- **PROBLEM DETAILS**: Produce word for word the lines of the data below running from the one that has "subject: building roof" to the one that has "subject: tree foliage", inclusive, and no others.

(RECORDS PROVIDED Opens)

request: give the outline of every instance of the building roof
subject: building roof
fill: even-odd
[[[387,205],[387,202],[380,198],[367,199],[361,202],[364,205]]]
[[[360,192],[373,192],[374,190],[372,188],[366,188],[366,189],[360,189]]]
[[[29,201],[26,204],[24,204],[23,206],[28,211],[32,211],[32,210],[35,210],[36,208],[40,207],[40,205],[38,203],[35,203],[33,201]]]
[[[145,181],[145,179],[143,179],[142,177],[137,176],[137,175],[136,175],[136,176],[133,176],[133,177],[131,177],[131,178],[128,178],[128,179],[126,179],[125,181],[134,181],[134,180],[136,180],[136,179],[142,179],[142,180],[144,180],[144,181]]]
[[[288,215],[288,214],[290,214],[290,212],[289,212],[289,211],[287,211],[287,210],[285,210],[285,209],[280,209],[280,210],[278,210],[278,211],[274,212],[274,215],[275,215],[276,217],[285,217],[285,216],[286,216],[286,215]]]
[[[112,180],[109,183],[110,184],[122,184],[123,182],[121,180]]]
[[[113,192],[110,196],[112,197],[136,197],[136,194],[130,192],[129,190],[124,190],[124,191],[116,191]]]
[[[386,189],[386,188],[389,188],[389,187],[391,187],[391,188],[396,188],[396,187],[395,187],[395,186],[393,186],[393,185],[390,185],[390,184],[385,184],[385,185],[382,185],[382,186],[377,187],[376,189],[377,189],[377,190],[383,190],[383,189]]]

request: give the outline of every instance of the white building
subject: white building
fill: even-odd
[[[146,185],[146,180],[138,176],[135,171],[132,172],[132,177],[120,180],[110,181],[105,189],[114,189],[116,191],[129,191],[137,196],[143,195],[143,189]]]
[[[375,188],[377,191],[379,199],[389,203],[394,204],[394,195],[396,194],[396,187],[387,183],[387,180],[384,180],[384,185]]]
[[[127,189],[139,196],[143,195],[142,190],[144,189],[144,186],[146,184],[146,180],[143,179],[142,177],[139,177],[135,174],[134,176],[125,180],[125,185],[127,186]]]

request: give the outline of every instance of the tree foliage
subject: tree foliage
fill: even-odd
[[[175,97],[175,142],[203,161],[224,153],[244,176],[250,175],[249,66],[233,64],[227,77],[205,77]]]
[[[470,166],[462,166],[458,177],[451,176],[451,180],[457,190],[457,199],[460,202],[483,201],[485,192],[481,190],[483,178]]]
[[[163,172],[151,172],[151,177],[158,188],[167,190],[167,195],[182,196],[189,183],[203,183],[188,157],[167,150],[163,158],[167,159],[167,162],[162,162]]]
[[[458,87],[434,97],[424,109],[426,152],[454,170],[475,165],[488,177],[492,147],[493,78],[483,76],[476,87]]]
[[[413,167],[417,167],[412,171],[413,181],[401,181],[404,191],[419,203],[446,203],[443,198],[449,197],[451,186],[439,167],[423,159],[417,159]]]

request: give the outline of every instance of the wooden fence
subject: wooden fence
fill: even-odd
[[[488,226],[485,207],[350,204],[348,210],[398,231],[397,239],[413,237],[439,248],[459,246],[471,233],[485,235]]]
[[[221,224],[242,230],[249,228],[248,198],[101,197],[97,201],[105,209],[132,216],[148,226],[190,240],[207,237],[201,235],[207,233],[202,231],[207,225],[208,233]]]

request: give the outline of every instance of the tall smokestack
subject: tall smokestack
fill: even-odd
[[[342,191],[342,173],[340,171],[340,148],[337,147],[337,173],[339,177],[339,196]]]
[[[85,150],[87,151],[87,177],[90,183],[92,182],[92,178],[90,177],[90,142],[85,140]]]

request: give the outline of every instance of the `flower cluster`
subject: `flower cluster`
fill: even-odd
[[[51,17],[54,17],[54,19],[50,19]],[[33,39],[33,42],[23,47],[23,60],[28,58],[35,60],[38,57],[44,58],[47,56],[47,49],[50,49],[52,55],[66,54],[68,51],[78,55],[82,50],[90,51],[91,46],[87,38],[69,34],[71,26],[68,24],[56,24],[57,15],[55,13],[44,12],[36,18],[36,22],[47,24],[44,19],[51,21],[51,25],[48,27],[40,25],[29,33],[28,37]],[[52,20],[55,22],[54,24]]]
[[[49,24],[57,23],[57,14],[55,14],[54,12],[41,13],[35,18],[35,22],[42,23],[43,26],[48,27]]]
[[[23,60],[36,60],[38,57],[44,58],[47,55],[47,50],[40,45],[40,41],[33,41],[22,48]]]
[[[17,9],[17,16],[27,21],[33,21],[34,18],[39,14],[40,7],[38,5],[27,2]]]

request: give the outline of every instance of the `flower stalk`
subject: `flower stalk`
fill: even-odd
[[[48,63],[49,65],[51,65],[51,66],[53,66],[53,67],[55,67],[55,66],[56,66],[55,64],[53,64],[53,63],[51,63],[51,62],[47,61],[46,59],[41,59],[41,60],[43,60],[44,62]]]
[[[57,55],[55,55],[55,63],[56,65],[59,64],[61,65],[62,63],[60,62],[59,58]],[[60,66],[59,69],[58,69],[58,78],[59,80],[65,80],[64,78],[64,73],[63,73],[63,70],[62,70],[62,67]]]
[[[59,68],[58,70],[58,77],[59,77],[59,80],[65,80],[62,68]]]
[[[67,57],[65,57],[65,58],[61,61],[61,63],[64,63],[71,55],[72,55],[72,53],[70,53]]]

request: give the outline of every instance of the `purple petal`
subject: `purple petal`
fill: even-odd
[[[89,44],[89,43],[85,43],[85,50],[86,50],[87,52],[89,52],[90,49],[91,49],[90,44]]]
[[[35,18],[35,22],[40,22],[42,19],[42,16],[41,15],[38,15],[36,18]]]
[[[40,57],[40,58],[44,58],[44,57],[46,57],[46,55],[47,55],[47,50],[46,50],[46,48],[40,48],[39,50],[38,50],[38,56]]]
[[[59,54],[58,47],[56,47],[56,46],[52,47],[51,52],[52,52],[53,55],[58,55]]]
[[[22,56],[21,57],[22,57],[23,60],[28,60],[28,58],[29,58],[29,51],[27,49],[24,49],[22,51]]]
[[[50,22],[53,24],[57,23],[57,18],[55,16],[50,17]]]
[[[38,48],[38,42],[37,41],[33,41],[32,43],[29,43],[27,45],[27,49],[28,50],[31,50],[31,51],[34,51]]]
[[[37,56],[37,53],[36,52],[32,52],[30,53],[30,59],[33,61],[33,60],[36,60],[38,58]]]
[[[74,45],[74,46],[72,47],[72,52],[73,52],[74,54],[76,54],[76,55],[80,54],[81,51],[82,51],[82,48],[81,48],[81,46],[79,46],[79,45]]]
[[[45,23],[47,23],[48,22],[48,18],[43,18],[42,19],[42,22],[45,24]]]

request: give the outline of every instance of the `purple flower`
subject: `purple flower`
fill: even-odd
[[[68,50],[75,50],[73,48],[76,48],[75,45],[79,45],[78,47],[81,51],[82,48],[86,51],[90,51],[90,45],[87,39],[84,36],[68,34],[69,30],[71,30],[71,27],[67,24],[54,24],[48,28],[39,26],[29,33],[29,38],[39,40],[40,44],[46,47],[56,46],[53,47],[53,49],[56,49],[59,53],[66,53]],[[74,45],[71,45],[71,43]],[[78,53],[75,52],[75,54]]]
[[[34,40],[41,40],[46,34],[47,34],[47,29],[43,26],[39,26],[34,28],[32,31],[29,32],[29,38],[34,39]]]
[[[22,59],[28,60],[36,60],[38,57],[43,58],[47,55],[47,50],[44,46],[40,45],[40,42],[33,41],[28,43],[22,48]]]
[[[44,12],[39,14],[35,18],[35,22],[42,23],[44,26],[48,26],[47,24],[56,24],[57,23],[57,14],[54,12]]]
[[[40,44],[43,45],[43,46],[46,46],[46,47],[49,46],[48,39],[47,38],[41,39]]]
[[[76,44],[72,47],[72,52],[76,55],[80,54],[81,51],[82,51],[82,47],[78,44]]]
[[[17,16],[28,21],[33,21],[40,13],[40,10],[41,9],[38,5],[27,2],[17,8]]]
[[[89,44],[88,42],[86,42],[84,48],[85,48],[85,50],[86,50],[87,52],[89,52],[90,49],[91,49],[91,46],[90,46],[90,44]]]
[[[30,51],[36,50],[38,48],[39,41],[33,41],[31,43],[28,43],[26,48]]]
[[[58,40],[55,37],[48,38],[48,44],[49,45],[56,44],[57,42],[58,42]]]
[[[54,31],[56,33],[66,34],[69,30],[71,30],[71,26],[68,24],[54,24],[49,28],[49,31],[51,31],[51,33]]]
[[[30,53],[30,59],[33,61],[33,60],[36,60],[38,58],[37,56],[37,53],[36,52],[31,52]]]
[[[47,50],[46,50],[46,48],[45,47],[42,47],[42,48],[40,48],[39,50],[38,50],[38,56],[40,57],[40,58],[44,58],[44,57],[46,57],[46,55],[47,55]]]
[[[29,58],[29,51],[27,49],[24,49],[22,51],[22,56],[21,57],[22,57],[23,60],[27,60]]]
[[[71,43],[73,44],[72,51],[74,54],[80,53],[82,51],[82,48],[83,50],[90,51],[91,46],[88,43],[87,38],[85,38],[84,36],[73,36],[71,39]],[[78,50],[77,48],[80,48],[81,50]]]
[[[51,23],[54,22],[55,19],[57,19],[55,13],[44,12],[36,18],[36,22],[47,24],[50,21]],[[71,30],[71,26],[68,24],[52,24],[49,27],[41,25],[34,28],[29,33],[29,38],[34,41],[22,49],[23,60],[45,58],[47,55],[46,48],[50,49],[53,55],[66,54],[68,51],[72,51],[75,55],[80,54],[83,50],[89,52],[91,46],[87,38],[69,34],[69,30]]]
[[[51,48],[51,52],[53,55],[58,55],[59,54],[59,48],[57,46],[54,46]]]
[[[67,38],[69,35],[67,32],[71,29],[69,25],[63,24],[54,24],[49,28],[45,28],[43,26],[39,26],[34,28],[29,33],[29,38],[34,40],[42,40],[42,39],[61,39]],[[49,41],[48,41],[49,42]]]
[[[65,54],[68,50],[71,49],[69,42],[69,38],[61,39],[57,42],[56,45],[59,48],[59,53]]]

(RECORDS PROVIDED Closes)

- **FINISHED TASK**:
subject: building roof
fill: even-odd
[[[387,205],[387,202],[380,198],[367,199],[361,202],[364,205]]]
[[[360,192],[373,192],[374,190],[372,188],[366,188],[366,189],[360,189]]]
[[[29,201],[26,204],[24,204],[23,206],[28,211],[32,211],[32,210],[35,210],[36,208],[40,207],[40,205],[38,203],[35,203],[33,201]]]
[[[145,181],[145,179],[143,179],[142,177],[137,176],[137,175],[136,175],[136,176],[133,176],[133,177],[131,177],[131,178],[128,178],[128,179],[126,179],[125,181],[134,181],[134,180],[136,180],[136,179],[142,179],[142,180],[144,180],[144,181]]]
[[[288,215],[288,214],[290,214],[290,212],[289,212],[289,211],[287,211],[287,210],[285,210],[285,209],[280,209],[280,210],[278,210],[278,211],[274,212],[274,215],[275,215],[276,217],[285,217],[285,216],[286,216],[286,215]]]
[[[112,180],[109,183],[110,184],[122,184],[123,182],[121,180]]]
[[[113,192],[110,196],[112,197],[136,197],[136,194],[130,192],[129,190],[124,190],[124,191],[116,191]]]
[[[386,189],[386,188],[389,188],[389,187],[391,187],[391,188],[396,188],[396,187],[395,187],[395,186],[393,186],[393,185],[390,185],[390,184],[385,184],[385,185],[382,185],[382,186],[377,187],[376,189],[377,189],[377,190],[383,190],[383,189]]]

request: give the outline of every instance of the white building
subject: white building
fill: even-odd
[[[146,185],[146,180],[138,176],[135,171],[132,172],[132,177],[120,180],[110,181],[105,189],[114,189],[116,191],[129,191],[137,196],[143,195],[143,189]]]
[[[375,188],[377,191],[379,199],[389,203],[394,204],[394,195],[396,194],[396,187],[387,183],[387,180],[384,180],[384,185]]]
[[[127,189],[139,196],[143,195],[142,190],[144,189],[144,186],[146,184],[146,180],[143,179],[142,177],[139,177],[135,174],[134,176],[125,180],[125,185],[127,186]]]

request: give the outline of every instance of the tree foliage
subject: tree foliage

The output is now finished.